___ DATASET
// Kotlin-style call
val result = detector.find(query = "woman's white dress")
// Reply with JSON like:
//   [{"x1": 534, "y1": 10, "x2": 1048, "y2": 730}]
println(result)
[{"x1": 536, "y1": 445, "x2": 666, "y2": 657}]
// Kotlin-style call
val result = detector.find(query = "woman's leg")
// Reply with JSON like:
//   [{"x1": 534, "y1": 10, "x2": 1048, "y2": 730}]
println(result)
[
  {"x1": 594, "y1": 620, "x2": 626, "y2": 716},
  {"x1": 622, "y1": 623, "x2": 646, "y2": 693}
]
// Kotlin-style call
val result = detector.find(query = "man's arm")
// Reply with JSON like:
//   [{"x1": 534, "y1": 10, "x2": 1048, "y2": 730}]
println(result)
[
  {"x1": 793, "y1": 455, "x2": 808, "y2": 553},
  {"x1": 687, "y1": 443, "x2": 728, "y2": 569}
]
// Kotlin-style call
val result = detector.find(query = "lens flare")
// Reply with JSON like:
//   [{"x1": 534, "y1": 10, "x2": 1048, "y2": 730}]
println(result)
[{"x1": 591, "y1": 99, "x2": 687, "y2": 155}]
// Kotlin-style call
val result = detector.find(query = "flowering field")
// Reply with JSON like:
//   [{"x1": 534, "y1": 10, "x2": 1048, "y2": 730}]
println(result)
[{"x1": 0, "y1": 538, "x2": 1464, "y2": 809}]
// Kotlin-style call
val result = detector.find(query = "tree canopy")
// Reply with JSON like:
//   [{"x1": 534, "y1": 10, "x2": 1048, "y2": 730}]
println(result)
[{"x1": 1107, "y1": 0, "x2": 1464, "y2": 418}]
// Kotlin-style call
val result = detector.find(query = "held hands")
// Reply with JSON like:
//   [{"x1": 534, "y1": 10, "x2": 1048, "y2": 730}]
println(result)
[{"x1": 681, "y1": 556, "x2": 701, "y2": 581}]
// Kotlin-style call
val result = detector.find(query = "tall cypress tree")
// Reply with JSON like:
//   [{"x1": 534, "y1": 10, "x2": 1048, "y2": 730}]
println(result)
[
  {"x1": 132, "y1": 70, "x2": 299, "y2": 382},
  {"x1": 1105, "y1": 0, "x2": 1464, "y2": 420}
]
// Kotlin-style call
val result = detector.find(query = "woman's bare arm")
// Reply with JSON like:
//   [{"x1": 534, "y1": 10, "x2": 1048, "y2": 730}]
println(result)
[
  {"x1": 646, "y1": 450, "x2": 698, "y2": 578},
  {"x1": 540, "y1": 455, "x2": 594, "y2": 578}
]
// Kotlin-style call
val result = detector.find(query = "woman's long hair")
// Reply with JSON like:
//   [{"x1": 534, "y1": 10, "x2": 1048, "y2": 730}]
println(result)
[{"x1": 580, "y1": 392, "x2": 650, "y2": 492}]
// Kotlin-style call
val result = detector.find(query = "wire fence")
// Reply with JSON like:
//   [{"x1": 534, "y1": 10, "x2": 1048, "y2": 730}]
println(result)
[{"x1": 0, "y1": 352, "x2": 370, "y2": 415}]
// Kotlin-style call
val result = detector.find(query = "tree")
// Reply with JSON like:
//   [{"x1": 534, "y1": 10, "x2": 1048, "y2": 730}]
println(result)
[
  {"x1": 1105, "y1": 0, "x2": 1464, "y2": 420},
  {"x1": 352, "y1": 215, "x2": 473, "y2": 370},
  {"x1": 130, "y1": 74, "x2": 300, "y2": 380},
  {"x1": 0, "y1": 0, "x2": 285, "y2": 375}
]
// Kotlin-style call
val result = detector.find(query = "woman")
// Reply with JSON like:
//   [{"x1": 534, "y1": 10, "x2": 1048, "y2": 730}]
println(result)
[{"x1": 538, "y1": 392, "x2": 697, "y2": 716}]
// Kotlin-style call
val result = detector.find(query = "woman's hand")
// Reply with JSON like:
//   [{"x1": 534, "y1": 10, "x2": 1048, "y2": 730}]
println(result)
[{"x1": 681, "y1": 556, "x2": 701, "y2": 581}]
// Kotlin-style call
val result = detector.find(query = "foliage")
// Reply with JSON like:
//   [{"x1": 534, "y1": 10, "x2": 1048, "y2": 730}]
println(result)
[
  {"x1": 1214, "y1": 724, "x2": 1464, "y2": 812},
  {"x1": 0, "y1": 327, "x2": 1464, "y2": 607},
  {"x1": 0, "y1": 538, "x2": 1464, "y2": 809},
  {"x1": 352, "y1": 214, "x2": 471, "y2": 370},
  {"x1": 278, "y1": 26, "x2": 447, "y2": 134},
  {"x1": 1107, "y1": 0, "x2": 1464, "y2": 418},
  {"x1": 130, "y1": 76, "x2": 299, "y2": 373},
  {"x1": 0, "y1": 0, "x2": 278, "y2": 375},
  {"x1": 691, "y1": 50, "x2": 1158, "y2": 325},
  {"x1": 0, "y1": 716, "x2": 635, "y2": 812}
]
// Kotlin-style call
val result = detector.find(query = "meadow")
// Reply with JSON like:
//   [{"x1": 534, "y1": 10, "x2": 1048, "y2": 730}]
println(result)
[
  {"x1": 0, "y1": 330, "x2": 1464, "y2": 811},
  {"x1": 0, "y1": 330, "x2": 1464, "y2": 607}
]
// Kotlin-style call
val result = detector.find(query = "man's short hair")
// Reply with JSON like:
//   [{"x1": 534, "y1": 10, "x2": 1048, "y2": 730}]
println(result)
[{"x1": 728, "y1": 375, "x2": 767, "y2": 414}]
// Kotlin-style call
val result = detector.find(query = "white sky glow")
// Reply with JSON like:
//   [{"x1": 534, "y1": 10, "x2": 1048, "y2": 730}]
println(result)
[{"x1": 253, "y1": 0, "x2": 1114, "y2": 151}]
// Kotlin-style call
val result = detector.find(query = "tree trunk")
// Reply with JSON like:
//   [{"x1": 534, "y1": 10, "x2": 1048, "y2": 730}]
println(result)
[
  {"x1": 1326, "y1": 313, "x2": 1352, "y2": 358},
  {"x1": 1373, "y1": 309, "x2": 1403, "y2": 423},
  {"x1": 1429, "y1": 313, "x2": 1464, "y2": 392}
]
______
**GIVEN REQUEST**
Gather every line from the lines above that holds the word "woman", copying each one as it appears.

**WRITTEN SOLUTION**
val result = detector.find(query = "woman's white dress")
val result = detector.find(query = "woman's leg")
val result = detector.find(query = "woman's bare arm")
val result = detector.find(query = "woman's long hair")
val result = detector.find(query = "woman")
val result = detector.find(query = "woman's hand")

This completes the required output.